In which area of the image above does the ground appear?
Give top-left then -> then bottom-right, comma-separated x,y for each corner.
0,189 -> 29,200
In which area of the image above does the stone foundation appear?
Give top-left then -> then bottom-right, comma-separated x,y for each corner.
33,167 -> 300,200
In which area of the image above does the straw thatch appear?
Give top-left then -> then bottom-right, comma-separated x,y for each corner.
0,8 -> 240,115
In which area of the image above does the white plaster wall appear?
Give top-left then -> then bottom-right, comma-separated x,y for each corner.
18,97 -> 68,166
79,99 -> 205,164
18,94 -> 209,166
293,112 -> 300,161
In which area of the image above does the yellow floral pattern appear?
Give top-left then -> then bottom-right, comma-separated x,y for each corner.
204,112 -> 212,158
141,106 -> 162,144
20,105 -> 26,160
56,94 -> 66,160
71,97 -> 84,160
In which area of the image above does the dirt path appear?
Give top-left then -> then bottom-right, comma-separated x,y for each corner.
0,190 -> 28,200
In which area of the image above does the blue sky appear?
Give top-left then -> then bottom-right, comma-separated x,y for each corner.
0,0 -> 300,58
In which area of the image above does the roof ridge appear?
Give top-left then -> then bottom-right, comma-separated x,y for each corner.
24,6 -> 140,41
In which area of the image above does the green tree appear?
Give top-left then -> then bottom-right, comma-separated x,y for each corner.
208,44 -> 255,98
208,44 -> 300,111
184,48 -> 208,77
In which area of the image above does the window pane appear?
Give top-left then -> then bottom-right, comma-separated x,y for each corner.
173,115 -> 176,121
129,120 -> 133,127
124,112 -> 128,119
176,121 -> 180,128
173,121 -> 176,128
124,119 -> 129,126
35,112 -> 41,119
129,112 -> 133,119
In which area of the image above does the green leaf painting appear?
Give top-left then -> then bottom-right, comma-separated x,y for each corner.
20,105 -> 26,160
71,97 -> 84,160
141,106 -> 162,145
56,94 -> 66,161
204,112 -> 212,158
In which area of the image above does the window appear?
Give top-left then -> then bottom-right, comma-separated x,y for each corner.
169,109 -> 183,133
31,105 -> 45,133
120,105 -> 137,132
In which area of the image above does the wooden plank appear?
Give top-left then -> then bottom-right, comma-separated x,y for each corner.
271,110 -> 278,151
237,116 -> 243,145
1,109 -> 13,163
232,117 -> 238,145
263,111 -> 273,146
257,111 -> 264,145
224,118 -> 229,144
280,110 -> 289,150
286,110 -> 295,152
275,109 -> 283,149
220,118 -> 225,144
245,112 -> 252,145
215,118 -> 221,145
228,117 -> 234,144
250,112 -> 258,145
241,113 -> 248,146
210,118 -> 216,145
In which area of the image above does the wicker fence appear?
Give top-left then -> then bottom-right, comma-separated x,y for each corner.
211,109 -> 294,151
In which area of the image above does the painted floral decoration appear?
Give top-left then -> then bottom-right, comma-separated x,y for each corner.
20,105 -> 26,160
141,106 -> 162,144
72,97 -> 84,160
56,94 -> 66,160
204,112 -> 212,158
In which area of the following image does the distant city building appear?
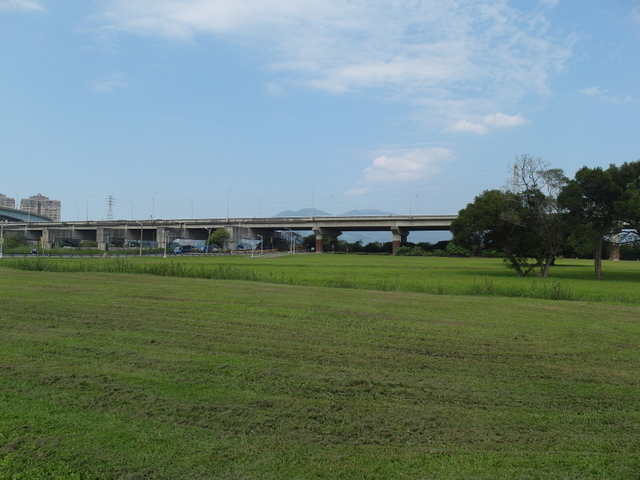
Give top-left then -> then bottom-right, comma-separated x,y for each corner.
0,193 -> 16,208
20,193 -> 62,222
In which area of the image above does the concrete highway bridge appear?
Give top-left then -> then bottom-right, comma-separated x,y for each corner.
0,216 -> 457,253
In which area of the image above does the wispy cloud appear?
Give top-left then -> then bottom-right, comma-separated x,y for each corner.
581,87 -> 640,104
89,73 -> 128,93
447,113 -> 528,135
0,0 -> 44,13
363,147 -> 454,183
96,0 -> 572,124
347,187 -> 369,197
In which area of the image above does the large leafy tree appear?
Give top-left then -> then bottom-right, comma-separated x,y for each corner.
510,155 -> 569,277
614,160 -> 640,237
451,190 -> 543,276
559,165 -> 625,279
206,227 -> 231,247
451,155 -> 567,277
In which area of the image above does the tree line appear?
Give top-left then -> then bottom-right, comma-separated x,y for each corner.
451,155 -> 640,279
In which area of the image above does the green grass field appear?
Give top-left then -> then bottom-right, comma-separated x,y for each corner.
0,255 -> 640,480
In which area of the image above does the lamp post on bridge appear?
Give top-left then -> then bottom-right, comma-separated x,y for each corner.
136,220 -> 143,256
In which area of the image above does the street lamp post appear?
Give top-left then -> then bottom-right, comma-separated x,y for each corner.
0,220 -> 6,258
285,227 -> 295,254
164,229 -> 169,258
87,195 -> 93,222
151,192 -> 158,222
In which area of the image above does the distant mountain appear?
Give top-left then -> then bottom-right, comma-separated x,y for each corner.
342,208 -> 394,217
275,208 -> 331,217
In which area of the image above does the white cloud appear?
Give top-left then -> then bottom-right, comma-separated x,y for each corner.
0,0 -> 44,13
89,73 -> 128,93
447,112 -> 528,135
540,0 -> 560,9
581,87 -> 640,104
582,87 -> 608,96
347,187 -> 369,197
447,120 -> 489,135
364,147 -> 454,183
100,0 -> 572,123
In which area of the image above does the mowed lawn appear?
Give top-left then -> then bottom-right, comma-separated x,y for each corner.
0,255 -> 640,479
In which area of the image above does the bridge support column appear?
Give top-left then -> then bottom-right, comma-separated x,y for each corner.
41,228 -> 53,250
96,227 -> 108,252
391,227 -> 409,253
609,234 -> 620,261
313,227 -> 342,253
156,227 -> 169,248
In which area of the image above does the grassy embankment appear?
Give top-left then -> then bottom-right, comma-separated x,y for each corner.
2,254 -> 640,303
0,255 -> 640,479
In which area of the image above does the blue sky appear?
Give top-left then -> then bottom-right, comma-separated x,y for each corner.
0,0 -> 640,220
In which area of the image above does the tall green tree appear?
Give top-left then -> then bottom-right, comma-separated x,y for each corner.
206,227 -> 231,248
510,154 -> 569,277
559,165 -> 625,279
451,190 -> 543,277
451,155 -> 567,277
614,160 -> 640,236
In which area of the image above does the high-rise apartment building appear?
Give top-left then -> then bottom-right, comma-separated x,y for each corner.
20,193 -> 62,222
0,193 -> 16,208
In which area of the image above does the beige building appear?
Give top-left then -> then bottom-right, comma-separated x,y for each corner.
20,193 -> 62,222
0,193 -> 16,208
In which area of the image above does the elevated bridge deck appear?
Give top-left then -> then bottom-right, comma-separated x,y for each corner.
5,215 -> 457,252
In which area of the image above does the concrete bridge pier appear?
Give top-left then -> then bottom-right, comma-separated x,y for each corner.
42,228 -> 53,249
391,227 -> 409,253
313,227 -> 342,253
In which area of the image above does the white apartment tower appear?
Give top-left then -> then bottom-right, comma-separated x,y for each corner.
20,193 -> 62,222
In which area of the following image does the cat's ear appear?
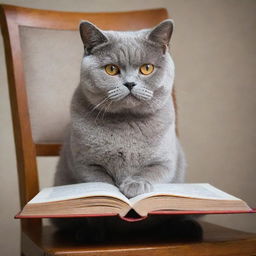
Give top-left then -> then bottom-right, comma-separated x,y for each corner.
148,19 -> 174,47
79,21 -> 108,53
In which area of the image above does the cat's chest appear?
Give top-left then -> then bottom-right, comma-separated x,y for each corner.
71,116 -> 171,167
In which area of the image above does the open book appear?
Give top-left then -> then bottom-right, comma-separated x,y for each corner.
16,182 -> 253,218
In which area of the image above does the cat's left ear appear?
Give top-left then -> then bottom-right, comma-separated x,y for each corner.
148,19 -> 174,50
79,21 -> 108,53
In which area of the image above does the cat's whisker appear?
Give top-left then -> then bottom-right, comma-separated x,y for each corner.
102,100 -> 113,120
94,98 -> 109,124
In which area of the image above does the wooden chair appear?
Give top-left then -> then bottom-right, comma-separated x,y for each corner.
0,5 -> 256,256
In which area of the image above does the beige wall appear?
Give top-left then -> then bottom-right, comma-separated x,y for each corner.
0,0 -> 256,255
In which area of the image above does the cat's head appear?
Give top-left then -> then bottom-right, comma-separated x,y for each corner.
80,19 -> 174,113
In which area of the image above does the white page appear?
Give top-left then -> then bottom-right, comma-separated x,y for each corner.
29,182 -> 129,204
130,183 -> 239,205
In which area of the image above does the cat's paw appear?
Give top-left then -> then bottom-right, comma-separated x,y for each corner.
119,176 -> 153,198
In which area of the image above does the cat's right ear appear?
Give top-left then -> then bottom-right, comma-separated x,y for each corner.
79,21 -> 108,54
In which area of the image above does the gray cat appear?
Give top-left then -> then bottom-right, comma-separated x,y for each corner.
55,20 -> 185,197
54,20 -> 200,240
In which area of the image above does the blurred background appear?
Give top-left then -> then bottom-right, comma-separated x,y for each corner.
0,0 -> 256,256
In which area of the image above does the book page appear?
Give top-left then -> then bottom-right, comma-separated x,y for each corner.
130,183 -> 240,205
29,182 -> 130,205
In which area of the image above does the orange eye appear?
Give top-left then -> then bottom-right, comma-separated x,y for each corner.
105,64 -> 120,76
140,64 -> 154,75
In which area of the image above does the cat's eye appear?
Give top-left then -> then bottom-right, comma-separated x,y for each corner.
140,64 -> 154,75
105,64 -> 120,76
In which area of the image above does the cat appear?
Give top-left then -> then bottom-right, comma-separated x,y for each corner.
55,19 -> 202,240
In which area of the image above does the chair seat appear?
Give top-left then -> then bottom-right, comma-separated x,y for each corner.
22,222 -> 256,256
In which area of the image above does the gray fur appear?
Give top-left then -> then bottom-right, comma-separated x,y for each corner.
55,20 -> 185,197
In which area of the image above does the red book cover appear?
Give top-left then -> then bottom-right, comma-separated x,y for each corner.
15,208 -> 256,222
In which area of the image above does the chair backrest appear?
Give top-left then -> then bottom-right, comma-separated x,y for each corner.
0,5 -> 171,207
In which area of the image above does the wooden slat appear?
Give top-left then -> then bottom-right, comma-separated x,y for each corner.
36,144 -> 61,156
0,6 -> 39,207
4,5 -> 168,30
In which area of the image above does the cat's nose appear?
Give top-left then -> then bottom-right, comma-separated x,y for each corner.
124,82 -> 136,91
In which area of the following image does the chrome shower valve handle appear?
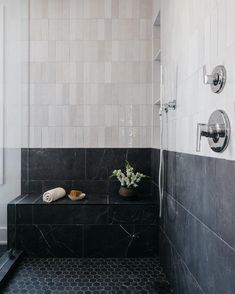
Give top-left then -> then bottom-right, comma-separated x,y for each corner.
196,110 -> 230,152
203,65 -> 226,93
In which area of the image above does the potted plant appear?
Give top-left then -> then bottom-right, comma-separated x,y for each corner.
111,161 -> 147,197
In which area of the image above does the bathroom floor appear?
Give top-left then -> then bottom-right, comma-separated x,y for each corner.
0,245 -> 7,257
1,258 -> 173,294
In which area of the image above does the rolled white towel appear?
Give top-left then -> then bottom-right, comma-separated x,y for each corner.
42,187 -> 66,203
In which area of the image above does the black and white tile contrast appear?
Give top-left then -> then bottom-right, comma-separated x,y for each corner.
1,258 -> 172,294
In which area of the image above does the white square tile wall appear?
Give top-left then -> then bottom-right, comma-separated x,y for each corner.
30,0 -> 152,148
158,0 -> 235,159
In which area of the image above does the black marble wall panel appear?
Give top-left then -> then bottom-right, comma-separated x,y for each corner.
154,152 -> 235,294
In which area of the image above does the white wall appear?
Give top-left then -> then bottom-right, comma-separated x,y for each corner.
30,0 -> 152,147
161,0 -> 235,159
0,0 -> 28,244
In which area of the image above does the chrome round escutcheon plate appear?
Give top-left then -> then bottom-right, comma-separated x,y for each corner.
211,65 -> 226,94
208,110 -> 230,152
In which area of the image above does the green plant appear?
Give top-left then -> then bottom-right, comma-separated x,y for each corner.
111,160 -> 148,188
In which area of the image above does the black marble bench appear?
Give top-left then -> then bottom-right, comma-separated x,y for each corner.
8,194 -> 158,257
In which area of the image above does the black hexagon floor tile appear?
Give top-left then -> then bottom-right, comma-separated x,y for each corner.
1,258 -> 173,294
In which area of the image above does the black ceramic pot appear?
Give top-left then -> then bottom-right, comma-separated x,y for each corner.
119,187 -> 136,198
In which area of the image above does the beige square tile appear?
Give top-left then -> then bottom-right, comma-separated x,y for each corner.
56,41 -> 70,62
70,0 -> 86,19
48,0 -> 70,19
49,19 -> 70,41
30,0 -> 48,19
84,0 -> 105,18
30,19 -> 48,41
112,19 -> 140,40
69,83 -> 84,105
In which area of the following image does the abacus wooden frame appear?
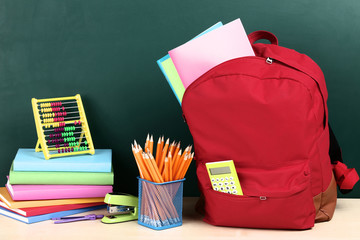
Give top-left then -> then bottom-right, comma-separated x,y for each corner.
31,94 -> 95,160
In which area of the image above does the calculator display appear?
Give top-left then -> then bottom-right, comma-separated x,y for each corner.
209,167 -> 231,175
205,160 -> 243,195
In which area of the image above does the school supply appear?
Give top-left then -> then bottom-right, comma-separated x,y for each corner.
51,214 -> 104,224
0,201 -> 104,217
6,182 -> 113,201
169,19 -> 254,89
9,166 -> 114,185
205,160 -> 243,195
31,94 -> 95,160
0,205 -> 105,224
101,193 -> 138,223
0,187 -> 104,209
156,22 -> 222,105
181,31 -> 358,229
131,135 -> 194,230
13,148 -> 112,172
138,178 -> 185,230
131,135 -> 194,183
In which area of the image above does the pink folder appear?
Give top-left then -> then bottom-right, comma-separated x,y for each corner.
6,183 -> 113,201
169,19 -> 255,89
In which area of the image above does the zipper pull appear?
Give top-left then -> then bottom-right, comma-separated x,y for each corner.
266,57 -> 273,64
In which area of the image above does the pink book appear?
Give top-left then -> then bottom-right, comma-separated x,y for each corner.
169,19 -> 255,89
6,183 -> 113,201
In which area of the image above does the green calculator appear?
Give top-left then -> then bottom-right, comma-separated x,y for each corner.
205,160 -> 243,195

• What you will do
Which lines in the records above contain the word "gray"? Extract each of them in full.

• Written response
In which area of the image above does the gray cat appear?
In which area of the image above does the gray fur appear?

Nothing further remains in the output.